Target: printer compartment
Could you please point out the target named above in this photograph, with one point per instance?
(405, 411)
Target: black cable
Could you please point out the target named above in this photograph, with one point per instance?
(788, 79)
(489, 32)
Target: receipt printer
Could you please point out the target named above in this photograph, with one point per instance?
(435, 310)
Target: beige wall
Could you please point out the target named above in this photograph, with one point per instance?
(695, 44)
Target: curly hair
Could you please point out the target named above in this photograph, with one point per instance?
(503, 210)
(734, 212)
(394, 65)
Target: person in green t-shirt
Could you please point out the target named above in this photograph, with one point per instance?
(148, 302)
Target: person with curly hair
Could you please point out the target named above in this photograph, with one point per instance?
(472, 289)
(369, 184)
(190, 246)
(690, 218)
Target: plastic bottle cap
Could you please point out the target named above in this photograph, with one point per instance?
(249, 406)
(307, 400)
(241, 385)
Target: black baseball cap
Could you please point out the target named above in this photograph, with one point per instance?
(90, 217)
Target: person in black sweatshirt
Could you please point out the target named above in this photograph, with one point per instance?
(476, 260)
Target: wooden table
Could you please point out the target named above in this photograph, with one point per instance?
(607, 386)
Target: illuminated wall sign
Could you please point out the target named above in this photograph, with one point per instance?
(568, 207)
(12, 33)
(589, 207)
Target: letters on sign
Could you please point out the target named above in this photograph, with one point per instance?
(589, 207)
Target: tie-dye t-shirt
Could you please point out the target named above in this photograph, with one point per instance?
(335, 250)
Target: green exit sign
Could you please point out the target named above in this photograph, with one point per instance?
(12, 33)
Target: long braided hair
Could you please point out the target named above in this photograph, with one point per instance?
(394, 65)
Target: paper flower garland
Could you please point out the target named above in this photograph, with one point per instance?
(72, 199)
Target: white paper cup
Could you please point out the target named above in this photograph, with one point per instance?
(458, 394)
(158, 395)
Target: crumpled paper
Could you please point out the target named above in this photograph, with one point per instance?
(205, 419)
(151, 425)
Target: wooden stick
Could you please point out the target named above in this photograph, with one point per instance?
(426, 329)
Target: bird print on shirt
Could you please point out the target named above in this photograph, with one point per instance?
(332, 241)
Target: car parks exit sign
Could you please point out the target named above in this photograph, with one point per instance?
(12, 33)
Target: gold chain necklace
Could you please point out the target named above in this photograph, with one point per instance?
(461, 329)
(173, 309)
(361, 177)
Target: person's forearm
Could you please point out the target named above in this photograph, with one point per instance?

TO DO: Say the number of lines in the records above that include the string "exit", and no more.

REPLY: 2